• _Exercise task_
Rewrite all of the entries with "Report x and y" replaced by "Give the x and y coordinates" and everything else unchanged. Omit the pictures from your answer.

────

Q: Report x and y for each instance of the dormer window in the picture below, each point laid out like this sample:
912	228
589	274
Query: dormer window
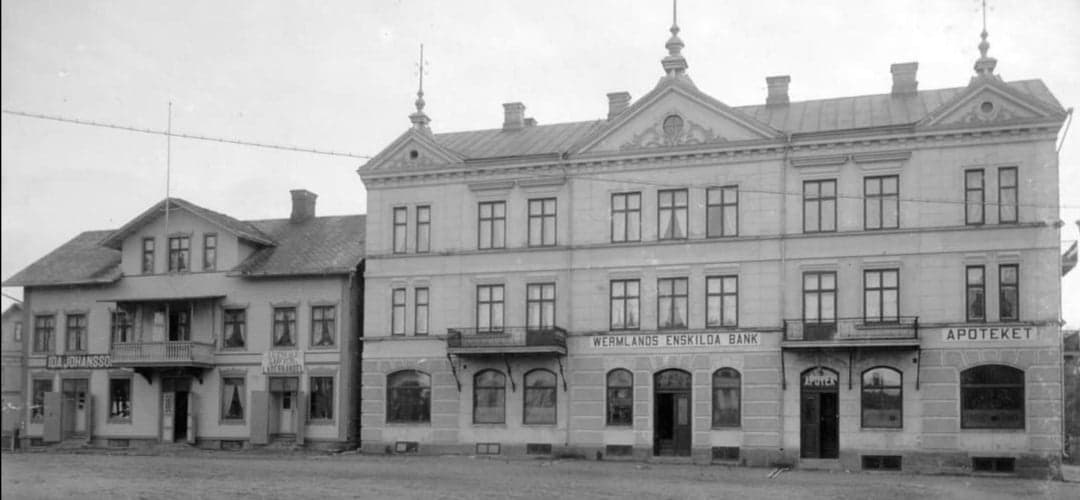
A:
179	254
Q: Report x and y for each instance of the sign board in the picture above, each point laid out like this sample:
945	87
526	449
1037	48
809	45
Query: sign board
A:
703	340
283	362
78	361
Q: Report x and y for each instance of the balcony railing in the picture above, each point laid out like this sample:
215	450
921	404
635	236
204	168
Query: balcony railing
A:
898	330
509	340
177	353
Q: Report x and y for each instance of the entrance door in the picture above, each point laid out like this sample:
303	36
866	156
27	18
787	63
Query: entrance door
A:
672	428
820	417
75	407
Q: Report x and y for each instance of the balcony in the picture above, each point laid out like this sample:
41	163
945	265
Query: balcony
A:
900	333
162	354
510	340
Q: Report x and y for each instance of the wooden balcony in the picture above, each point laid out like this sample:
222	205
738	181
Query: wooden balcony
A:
508	340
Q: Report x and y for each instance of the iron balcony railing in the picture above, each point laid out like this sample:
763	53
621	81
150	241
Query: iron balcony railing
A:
854	329
509	339
172	353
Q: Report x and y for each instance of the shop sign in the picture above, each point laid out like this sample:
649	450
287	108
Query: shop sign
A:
989	334
676	340
283	362
78	361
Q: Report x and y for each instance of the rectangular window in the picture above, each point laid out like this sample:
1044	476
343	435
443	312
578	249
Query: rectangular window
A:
397	311
235	328
721	218
323	330
625	303
672	302
421	311
819	205
493	225
120	400
881	202
625	217
974	196
284	326
881	296
148	246
233	399
44	330
210	252
423	229
542	221
179	254
401	228
76	333
489	302
38	408
1008	196
721	301
540	307
672	214
1009	289
976	293
321	405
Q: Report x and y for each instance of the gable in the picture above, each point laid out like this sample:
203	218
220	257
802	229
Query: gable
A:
676	117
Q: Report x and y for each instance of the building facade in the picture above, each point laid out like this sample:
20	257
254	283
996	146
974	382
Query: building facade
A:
187	325
862	282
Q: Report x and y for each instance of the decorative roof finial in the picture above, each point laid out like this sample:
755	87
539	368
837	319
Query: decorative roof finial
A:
985	65
420	119
674	65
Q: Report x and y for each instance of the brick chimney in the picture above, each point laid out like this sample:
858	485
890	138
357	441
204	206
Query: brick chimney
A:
304	205
903	78
618	102
513	117
778	90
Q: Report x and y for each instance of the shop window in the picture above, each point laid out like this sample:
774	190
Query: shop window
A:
620	397
540	397
408	396
882	399
120	400
489	397
727	395
991	396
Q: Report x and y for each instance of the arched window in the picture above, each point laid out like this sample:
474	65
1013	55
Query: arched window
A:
620	397
882	399
408	396
489	397
991	396
539	396
727	396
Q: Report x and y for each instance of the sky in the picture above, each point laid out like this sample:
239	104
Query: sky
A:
341	76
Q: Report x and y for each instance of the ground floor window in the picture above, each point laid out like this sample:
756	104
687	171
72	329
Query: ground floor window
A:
408	396
882	399
540	396
991	396
321	405
120	400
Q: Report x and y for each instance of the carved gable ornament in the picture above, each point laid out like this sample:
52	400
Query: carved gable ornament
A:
672	131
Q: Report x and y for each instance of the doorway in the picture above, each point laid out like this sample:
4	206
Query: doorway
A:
672	428
820	416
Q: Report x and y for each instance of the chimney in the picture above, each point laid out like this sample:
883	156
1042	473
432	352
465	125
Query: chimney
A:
778	90
304	205
618	102
514	116
903	78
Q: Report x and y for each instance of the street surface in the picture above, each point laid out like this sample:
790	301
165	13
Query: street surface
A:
219	474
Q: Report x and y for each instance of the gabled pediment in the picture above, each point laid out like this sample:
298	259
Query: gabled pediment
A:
987	102
413	150
675	115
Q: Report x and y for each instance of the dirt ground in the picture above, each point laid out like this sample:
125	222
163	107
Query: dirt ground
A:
221	474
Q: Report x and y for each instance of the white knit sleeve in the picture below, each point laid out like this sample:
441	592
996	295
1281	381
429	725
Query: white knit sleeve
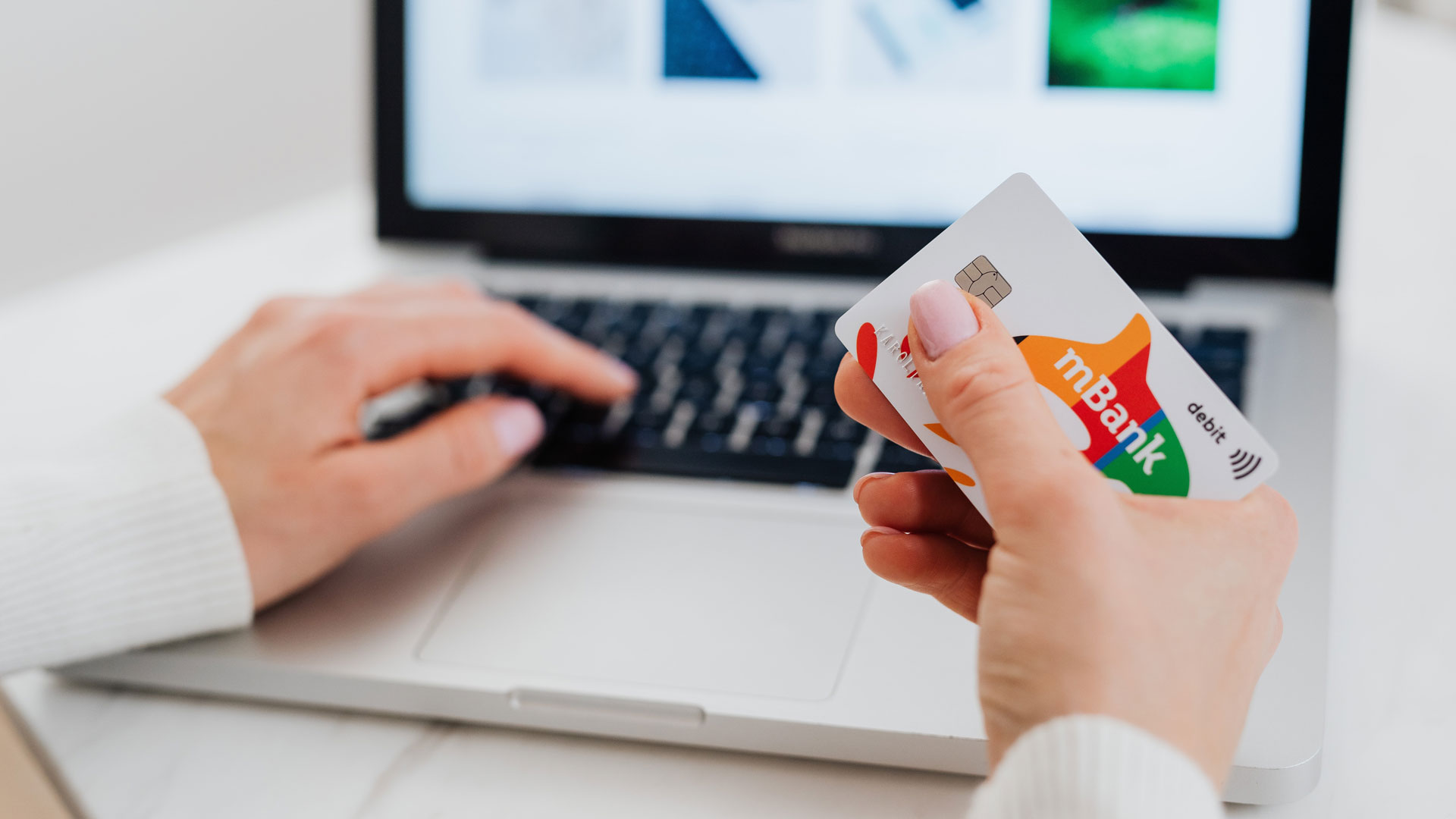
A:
115	541
1095	768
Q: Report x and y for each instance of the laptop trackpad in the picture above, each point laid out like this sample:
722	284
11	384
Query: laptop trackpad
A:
692	596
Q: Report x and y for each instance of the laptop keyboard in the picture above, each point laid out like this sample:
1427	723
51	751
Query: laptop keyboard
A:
727	392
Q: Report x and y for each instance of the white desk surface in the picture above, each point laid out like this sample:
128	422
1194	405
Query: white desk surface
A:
134	328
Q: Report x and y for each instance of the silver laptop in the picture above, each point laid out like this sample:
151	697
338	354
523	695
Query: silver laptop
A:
702	187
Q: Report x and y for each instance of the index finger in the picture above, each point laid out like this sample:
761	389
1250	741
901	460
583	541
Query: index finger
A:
460	338
862	401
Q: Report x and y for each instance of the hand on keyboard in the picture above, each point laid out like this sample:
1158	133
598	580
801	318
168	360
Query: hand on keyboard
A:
726	392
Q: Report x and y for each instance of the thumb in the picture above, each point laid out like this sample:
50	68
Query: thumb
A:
983	392
455	452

────

• _Result of this task_
Q: Give the x and y coordinates for each instance of the dormer window in the picture below, each point laid out like this sample:
912	228
589	274
Query: dormer window
A:
179	254
Q: Give the x and y coordinates for each instance of the sign board in the picture above, each point laid out like this sample:
945	87
526	449
1037	48
809	45
Query: sign board
A:
703	340
283	362
78	361
Q: Give the x and y coordinates for each instance of the balcony railing in the picture above, each point laid out like this sample:
215	450
921	404
635	236
204	168
Query: balcony railing
A:
898	330
509	340
177	353
Q: Give the x and y coordinates for each instance of the entrance door in the picture above, each point laid out like this sample:
303	36
866	156
27	18
787	63
Query: entrance door
A:
672	428
820	417
75	407
Q: Give the x and y coordinates for each instance of the balcony in the picture above, each point laid out like this sample:
41	163
945	265
Query: balcony
A:
900	333
162	354
510	340
Q: Give the x and y coordinates for each instance of the wooden balcony in the picture above, each point laid out like this sample:
222	205
738	181
Query: wooden balcony
A:
508	340
Q: Give the x and y coordinates for each instance of the iron balcony railing in the picture above, each point laid out like this sample:
763	53
621	81
150	241
Query: iron balcony railing
A:
854	329
509	339
172	353
Q: Give the x and y coordinates for each instance of the shop sign in the picture above, each point laid out like this sample:
649	450
287	108
Query: shop sign
A:
989	334
676	340
283	362
78	361
Q: Give the x and y coordinates for each instance of the rectangular window in the picture above, each point laid out like this sample:
1044	476
343	435
443	312
578	249
Query: rectangular window
A:
397	311
235	328
721	218
323	330
625	303
672	302
421	311
819	205
493	225
120	400
881	202
625	217
974	196
284	326
881	296
148	246
233	399
44	330
210	252
423	229
542	221
179	254
401	228
76	333
489	302
38	408
1008	196
721	301
540	307
672	214
1009	289
976	293
321	405
Q: Give the x and y coordinates for each instance of the gable in the picture above, each point laid out like this sample:
203	218
220	257
802	229
Query: gable
A:
676	117
Q: Give the x and y coordinates for each instance of the building facade in the picture above, each point laid out like this sample:
20	257
254	283
996	146
974	382
Query: building facade
A:
187	325
862	282
Q: Give the x and y coordinates for each instance of the decorative roof finial in the picture above, each point laid out like this sample:
755	87
539	368
837	319
Query: decorative roof finial
A:
985	65
420	119
674	65
Q: Give the x and y coordinates for each instance of the brick chimney in the picture above, each point laid out like this sample:
858	485
890	138
357	441
204	206
Query: brick chimney
A:
304	205
903	78
618	102
513	117
778	90
Q: Give the x and y coordinates for each instance of the shop window in the picture above, each point laid out like this sample:
774	190
Query: shop window
A:
620	397
540	397
408	396
882	399
120	400
489	397
727	395
991	396
Q: Give the x and y coordinates for each instance of the arched window in the picture above, each point laid out like this sample:
474	65
1013	55
Query: arched window
A:
620	397
882	399
408	396
489	397
991	396
539	396
727	396
Q: Give the x and y coordinates for each instance of the sky in the picture above, each point laid out like this sample:
239	104
Query: sky
A:
341	76
Q: Give the x and y coordinates for each instance of the ground floor window in the picture above, each point laid out like this sample:
756	104
687	171
72	329
Query: ground floor window
A:
408	396
882	399
540	396
991	396
321	405
120	400
Q: Give the x and y coordinates for each instance of the carved gable ornament in the picture above, each point laid out like this sample:
52	400
Query: carved gable ornament
A:
672	131
Q: Give the x and y coordinates for each instance of the doorway in the picture above, each point laid out like this sample:
4	206
Query: doorway
A:
672	428
820	416
Q: Give the x and y coordinates for each instance of the chimney in the picture above, each point laid out like this sample:
883	156
1042	473
432	352
465	125
Query: chimney
A:
778	90
304	205
618	102
514	116
903	78
Q: Give the x and y coordinates for each instance of the street surface in the picture above, each point laid out like this sample:
790	301
165	13
Query: street surface
A:
219	474
Q: Give the x and y coordinates for each instance of the gabled pediment in the picture above, each point laid out like this sample:
298	259
Query: gabled pediment
A:
987	102
413	150
675	115
Q: Give the x and y coordinates for each instance of the dirt ground in the picture above, each point laid out like this sample:
125	222
163	107
Query: dirt ground
A:
221	474
Q: Give the x and y coordinates for each instance of the white knit sleeve in the picture below, each point laid out like this sample:
441	592
996	295
1281	381
429	725
Query: white knit sleeve
A:
115	541
1095	768
Q: Give the x and y coordinates for each instance of the laptop trackpad in the picture above, each point laid out like this sample:
722	284
11	384
Query: laptop trackpad
A:
692	596
Q: Give the x and y coordinates for each instance of the laptop keyboard in the picture above, each point laid out like this sample:
1427	723
51	751
Query: laptop keyboard
A:
727	392
Q: Give the x and y coordinates for each instance of the white desk surface in the picture above, each point laid out like this sample:
128	422
1194	405
Query: white desk surface
A:
134	328
Q: Give the x and y coordinates for each instance of the silver laptop in the picture above, each point laid out like this sample:
151	697
338	354
523	695
Query: silver laptop
A:
702	187
Q: Give the x and y coordinates for each instance of the index finger in the picture above, each point laid out like this sample:
761	389
1250	741
901	460
583	541
Query: index finger
A:
460	338
862	401
Q: Give the x and y coordinates for each instance of the hand on keyboard in the picture above, each point laid out like this sample:
1158	133
598	580
801	318
168	360
Query: hand on keyboard
A:
726	392
Q: Give the x and y coordinates for each instance of the thumb in the picture above, each point laid out like this sample:
50	68
Query: thumb
A:
983	392
455	452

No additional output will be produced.